§ Items from a collection

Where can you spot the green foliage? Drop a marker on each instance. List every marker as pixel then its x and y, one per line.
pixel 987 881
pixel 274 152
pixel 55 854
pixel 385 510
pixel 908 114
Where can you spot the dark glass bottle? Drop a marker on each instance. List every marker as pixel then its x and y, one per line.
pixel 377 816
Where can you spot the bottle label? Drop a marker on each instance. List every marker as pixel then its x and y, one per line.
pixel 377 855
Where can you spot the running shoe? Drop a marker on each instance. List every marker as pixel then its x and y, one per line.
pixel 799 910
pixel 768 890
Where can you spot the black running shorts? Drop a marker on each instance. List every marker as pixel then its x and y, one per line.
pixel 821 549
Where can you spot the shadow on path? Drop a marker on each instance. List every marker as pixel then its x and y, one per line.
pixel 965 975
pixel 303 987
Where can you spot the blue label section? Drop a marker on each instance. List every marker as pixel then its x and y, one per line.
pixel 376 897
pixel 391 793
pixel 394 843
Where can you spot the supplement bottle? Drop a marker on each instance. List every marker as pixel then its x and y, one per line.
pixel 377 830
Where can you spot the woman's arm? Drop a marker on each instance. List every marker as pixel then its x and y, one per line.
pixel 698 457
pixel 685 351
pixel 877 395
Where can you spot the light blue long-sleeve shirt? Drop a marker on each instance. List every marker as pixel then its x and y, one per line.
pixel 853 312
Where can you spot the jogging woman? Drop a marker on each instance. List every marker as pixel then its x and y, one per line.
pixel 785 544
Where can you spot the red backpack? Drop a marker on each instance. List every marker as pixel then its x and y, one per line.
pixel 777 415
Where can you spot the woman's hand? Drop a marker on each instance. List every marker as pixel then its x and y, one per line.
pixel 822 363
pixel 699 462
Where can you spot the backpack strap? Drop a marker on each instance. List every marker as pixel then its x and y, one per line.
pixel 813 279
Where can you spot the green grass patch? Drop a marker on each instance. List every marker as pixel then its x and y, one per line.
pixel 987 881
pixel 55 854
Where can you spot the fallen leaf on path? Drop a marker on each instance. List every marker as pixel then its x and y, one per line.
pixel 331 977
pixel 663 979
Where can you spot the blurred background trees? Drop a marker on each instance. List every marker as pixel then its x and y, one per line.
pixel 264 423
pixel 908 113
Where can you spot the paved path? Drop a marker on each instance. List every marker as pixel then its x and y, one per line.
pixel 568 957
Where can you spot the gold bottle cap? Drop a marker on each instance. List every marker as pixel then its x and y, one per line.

§ Aim of the task
Copy out all of the items above again, word for word, with nothing left out or changed.

§ Exercise output
Where can you spot the green foliage? Drop a marker on each instance. List every marker as pixel then its x and y, one per line.
pixel 987 881
pixel 274 152
pixel 55 854
pixel 385 510
pixel 908 114
Where can you spot the dark glass bottle? Drop a marker on each instance. List every marker as pixel then its x and y, one per line.
pixel 377 816
Where can you spot the bottle label? Drop a marker on each instance. List every marker as pixel then its x and y, one per line.
pixel 377 855
Where can you spot the running shoe? Drop a marker on each instance. List every marker as pixel then its x and y, one per line.
pixel 799 910
pixel 768 890
Where can you spot the black running shorts? Drop a marker on each instance. List every marker as pixel then its x and y, one per line.
pixel 821 549
Where can you spot the shadow on path? Drop a marker on each instance. List every marker as pixel then its x and y, one per line.
pixel 965 975
pixel 303 987
Where can you spot the blue label section? Drop a marker on each instance. List every marker as pixel then its x and y, one per line.
pixel 376 897
pixel 391 793
pixel 394 843
Where can you spot the supplement bottle? Drop a marker on each instance. List every marker as pixel then its x and y, one per line.
pixel 377 830
Where can you spot the woman's arm? Drop a marker on each instance. List every marker as pixel then its x and y, one per line.
pixel 698 457
pixel 685 351
pixel 877 395
Where can you spot the light blue long-sleeve shirt? Drop a marker on each instance. List every marker as pixel then its x and y, one per line.
pixel 853 312
Where can you spot the jogging woman? Drop a marker on each instance. List every marker as pixel then its x and y, one per line.
pixel 785 544
Where can you spot the red backpack? Drop a marker on each instance. List every marker as pixel then its x and y, one per line.
pixel 777 415
Where can you spot the woman's hand? Drop a marker on each instance. List every marker as pixel then its x and y, one per line.
pixel 822 363
pixel 699 462
Where can you spot the backpack strap? Drop a marker on each instance. List every marker as pixel then its x and y, one per line.
pixel 813 279
Where can you spot the green grass patch? Drop a marker on each instance. List every marker as pixel then its x and y, one per line.
pixel 987 881
pixel 55 854
Where can you spot the fallen leaf on path? Drop a marker on each instance. List every marker as pixel then its x and y, one per line.
pixel 331 977
pixel 663 979
Where can you spot the blurred background trees? Drop a marker on each instance. List every marker as pixel then its x and y, one per line.
pixel 264 423
pixel 908 113
Where can you spot the paved path? Drop a marker on each instance. List every marker as pixel then its x and y, one per line.
pixel 568 957
Where can you spot the gold bottle cap? Drop a marker on each instance. List every marker as pixel then its x and y, one per line.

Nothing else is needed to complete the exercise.